• TRECHO DO DOCUMENTO
Para quem não conhece o termo que vou usar aqui, o design thinking é uma abordagem que reúne métodos de pesquisa e análise. Hoje é visto como um conjunto de práticas e processos que propõe uma nova abordagem para a solução de problemas. Isso mesmo, problemas!

Então, vamos pensar um pouco sobre os problemas do mercado cervejeiro hoje. Vou dividir essa coluna em etapas, inspiradas nas quatro do design thinking: imersão, ideação, prototipagem e desenvolvimento.

Imersão
É a fase de entendimento, onde estudamos as forças, fraquezas, oportunidades e ameaças do setor. A cerveja é tida com uma bebida super democrática em todo o mundo. Mas será que a artesanal é?

A empresa Clube do Malte divulgou uma pesquisa, feita em 2017 e 2018, sobre hábitos de consumo no Brasil. Com 2.876 participantes, ela apontou para uma maioria de consumidores do sexo masculino, com idade entre 31 e 40 anos, casados, com nível superior completo ou pós-graduação. Além disso, mais de 50% são da região Sudeste.

• Trecho do conjunto de dados

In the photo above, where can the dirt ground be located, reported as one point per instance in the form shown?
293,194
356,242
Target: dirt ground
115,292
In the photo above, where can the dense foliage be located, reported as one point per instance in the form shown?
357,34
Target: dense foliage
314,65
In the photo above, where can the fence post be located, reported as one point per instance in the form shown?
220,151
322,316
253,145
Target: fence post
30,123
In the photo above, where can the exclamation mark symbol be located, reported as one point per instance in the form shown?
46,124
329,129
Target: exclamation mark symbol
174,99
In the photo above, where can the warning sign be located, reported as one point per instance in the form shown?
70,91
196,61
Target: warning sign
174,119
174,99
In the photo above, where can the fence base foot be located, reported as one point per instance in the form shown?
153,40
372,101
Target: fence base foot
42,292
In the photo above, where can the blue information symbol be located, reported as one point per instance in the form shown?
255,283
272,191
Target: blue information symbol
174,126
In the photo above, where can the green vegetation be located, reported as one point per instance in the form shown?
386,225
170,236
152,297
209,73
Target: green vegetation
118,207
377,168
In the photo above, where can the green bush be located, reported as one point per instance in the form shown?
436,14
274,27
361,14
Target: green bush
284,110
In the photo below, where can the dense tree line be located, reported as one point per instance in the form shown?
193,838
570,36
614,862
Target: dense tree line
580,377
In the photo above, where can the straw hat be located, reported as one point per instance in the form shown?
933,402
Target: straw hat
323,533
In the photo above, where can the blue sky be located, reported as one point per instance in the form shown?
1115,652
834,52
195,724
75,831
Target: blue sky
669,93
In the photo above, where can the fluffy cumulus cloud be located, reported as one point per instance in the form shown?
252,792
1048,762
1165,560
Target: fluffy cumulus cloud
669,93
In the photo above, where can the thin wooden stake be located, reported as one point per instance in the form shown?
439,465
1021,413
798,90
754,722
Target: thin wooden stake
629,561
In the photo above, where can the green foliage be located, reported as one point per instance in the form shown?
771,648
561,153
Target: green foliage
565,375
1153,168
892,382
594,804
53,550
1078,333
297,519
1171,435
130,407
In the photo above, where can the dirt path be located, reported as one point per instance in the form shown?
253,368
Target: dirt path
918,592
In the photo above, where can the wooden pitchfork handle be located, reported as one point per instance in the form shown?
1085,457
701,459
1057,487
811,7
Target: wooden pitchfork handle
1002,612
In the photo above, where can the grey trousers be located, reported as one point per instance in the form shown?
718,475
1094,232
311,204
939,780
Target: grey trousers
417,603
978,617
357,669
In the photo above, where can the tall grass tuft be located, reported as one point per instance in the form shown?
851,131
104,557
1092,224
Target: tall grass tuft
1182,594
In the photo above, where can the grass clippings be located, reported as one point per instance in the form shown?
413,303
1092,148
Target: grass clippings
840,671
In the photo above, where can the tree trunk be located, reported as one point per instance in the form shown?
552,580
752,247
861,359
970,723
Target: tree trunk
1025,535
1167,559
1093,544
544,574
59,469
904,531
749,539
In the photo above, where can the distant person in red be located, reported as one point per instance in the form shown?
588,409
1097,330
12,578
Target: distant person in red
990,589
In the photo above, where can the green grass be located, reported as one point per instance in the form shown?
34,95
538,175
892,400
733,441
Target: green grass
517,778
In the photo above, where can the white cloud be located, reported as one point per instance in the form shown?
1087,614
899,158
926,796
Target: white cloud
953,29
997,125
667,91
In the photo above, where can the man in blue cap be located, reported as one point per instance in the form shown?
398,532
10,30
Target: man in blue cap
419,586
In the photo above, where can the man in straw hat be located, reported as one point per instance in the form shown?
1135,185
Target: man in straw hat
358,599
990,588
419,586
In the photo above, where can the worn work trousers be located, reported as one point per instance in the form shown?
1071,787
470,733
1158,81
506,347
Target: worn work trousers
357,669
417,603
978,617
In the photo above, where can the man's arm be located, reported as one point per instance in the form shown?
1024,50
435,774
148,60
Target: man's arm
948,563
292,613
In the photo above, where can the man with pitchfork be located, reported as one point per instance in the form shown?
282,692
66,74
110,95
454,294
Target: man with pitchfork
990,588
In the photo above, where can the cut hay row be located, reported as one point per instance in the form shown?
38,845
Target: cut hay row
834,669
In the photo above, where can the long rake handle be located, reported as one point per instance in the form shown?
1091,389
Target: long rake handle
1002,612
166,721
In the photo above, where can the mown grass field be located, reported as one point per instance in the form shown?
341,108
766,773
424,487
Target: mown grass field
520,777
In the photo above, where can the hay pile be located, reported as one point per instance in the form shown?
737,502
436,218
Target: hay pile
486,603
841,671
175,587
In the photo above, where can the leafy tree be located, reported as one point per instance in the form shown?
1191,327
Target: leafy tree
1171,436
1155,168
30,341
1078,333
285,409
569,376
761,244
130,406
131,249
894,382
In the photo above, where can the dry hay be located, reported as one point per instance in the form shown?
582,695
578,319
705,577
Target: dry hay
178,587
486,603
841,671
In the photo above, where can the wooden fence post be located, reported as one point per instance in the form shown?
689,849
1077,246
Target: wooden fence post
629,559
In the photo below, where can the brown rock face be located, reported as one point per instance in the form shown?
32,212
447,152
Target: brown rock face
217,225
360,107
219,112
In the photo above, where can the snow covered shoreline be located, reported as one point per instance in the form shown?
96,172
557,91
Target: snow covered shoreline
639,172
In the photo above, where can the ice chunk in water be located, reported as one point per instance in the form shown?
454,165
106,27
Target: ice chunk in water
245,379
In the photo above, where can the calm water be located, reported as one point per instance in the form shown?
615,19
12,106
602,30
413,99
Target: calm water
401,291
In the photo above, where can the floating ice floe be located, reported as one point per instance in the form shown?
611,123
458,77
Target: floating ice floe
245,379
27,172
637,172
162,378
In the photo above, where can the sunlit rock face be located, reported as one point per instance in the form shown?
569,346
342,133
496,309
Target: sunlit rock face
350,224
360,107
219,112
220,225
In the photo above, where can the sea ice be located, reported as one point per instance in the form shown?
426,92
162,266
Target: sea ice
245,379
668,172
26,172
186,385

• TAREFAS OBRIGATÓRIAS
1 > Liste as etapas do design thinking citadas no texto sobre o mercado cervejeiro.
2 > Com base no texto sobre o mercado cervejeiro, responda:
(a) Como é definida a fase de imersão?
(b) Quantos participantes teve a pesquisa divulgada pelo Clube do Malte?
(c) De qual região são mais de 50% dos consumidores?
3 > Retome o texto sobre o mercado cervejeiro a partir do ponto em que ele termina.

• RESPOSTAS FINAIS
1 > Imersão, ideação, prototipagem e desenvolvimento.

2 >
(a) Como a fase de entendimento, em que se estudam as forças, fraquezas, oportunidades e ameaças do setor.
(b) 2.876 participantes.
(c) Da região Sudeste.

3 >
Poderíamos então apenas incentivar o aumento do consumo desse público já pagante e com educação cervejeira formada? A resposta, se você quer que seus consumidores continuem saudáveis para consumo, é não.

Outra pesquisa, do Ministério da Saúde, aponta que 17,9% da população adulta no Brasil faz uso abusivo de bebida alcoólica. O porcentual é de 14,7% a mais do que o registrado no país em 2006 (15,6%). Mesmo com o porcentual menor, as mulheres (11%) apresentaram maior crescimento em relação aos homens (26%), no período de 2006 a 2018. Em 2006, o porcentual entre as mulheres era de 7,7% e entre os homens, 24,8%. Os dados são de 2018.

Ideação
É a fase onde o problema começa a ter uma solução. O desafio de todas as cervejarias que ouvi até hoje, antes e depois da crise, é vendas. Como vender para todos? Como aumentar as vendas sem aumento do consumo individual?

É preciso diversificar o público, atingir mais consumidores de bebidas que não são apenas o perfil “homem branco paulista de classe média”. E para entender e se aproximar de um outro público mais diverso, é necessário trazê-lo para dentro do mercado.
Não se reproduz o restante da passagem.